* [Task directions] Copy the lines below word for word, starting with the line that contains "Presence check: is there any tree" and ending with the line that contains "[0,0,640,218]", both included.

* [Data extract]
==*==
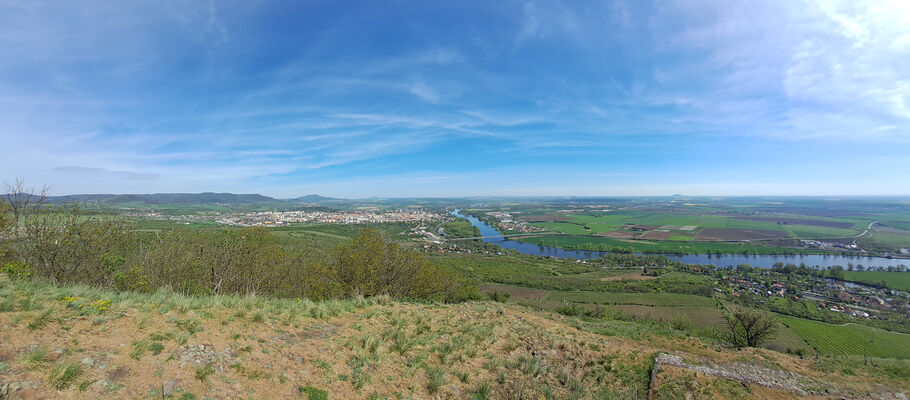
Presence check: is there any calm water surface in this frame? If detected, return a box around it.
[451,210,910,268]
==*==
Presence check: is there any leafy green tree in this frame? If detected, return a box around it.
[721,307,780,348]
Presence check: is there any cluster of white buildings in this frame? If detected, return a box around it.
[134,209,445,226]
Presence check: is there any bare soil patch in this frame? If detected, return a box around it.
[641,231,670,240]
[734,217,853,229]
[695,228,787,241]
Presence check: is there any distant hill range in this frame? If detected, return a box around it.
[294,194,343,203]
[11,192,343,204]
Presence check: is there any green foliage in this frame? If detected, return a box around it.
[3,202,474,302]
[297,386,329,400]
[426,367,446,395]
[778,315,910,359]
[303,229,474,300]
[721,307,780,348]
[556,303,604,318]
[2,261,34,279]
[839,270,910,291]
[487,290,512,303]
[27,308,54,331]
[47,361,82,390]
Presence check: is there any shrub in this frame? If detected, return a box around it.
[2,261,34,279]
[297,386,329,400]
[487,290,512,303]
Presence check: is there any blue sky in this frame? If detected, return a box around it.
==*==
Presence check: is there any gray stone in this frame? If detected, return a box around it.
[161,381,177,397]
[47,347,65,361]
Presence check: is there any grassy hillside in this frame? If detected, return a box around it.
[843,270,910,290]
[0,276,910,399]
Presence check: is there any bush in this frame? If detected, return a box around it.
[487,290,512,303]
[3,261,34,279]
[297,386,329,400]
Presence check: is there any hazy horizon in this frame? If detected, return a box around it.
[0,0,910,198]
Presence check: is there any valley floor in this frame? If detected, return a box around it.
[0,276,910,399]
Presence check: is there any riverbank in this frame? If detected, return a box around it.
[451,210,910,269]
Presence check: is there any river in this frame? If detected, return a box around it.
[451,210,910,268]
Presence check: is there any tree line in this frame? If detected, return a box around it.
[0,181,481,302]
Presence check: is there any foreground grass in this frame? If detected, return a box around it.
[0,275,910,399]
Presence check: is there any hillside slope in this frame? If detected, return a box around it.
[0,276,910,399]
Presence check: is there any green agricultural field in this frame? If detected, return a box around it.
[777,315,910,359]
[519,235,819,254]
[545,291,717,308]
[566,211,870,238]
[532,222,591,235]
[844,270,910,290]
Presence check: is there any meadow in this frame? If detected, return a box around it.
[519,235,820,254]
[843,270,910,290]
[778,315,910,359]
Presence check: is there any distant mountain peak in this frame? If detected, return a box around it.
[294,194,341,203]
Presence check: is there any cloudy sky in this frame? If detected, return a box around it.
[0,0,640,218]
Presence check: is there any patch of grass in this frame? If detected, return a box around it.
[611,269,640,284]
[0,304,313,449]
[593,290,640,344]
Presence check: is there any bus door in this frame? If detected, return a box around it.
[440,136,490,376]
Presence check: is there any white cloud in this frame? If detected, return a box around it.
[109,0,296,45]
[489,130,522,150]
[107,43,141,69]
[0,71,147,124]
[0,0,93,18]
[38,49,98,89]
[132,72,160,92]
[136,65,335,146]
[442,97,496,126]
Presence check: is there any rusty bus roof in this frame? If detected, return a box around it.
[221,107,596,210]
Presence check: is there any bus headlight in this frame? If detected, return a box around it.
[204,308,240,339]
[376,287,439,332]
==*==
* [In response]
Presence check: is there any tree line in this frame? If detected, return a box around it.
[0,181,481,302]
Presence check: is there any foreground grass in this frame? If detected, return a box around it.
[0,275,910,399]
Presence check: is there any hillside slope in this frame? If detected, return a box around it.
[0,276,910,399]
Presence check: is there any green agricultural field in this frame? If detected, return a box around it.
[777,315,910,359]
[519,235,819,254]
[545,291,717,308]
[566,211,870,238]
[532,222,591,235]
[844,270,910,290]
Presence check: is there any meadow in this frame? If detected, return a box around it.
[519,235,820,254]
[843,270,910,290]
[778,315,910,359]
Presence check: is there any distant mountain peak in this frame? If detected, return a box around it.
[294,194,341,203]
Presence check: is there any cloudy sky in this frame? If detected, return a box around it.
[0,0,640,218]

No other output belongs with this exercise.